+++ EXERCISE INPUT

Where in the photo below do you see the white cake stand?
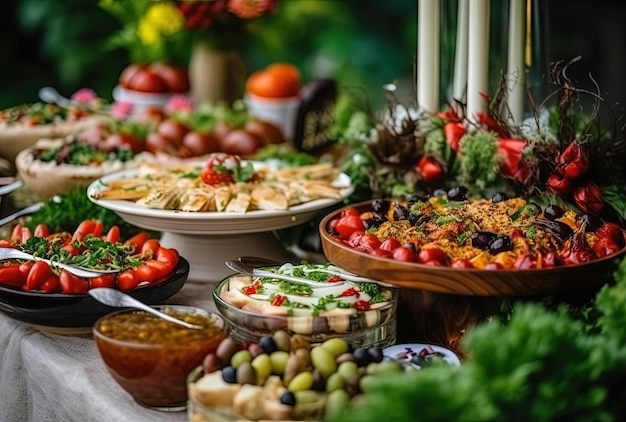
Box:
[87,170,353,282]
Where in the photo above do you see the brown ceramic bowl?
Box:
[319,201,626,296]
[93,305,226,411]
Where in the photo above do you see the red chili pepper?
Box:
[354,300,370,312]
[556,142,589,180]
[272,295,287,306]
[339,287,361,298]
[241,281,261,296]
[572,180,604,214]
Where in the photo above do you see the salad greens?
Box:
[331,260,626,422]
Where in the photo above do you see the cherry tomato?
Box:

++++++

* **PROBLEM DETAILS**: Rewrite all of the lines above, requests included, and offset every bounding-box coordinate in the answers by adding 23 to it. Leave the pictures out of your answer.

* **SOLUTION TO THIS TASK**:
Where in the photo below do you see the white cake stand?
Box:
[110,193,376,305]
Where in the photo above do you see the brown ceramic bowl?
Box:
[342,224,649,319]
[116,328,249,434]
Where in the photo above do you see the red chili pepper?
Box:
[377,323,393,335]
[579,165,612,203]
[295,318,310,329]
[362,310,384,321]
[264,304,284,319]
[595,203,627,237]
Where in the photo above do you see the salad greens?
Box:
[354,283,649,445]
Where in the photo above do you see the cherry tomato?
Box:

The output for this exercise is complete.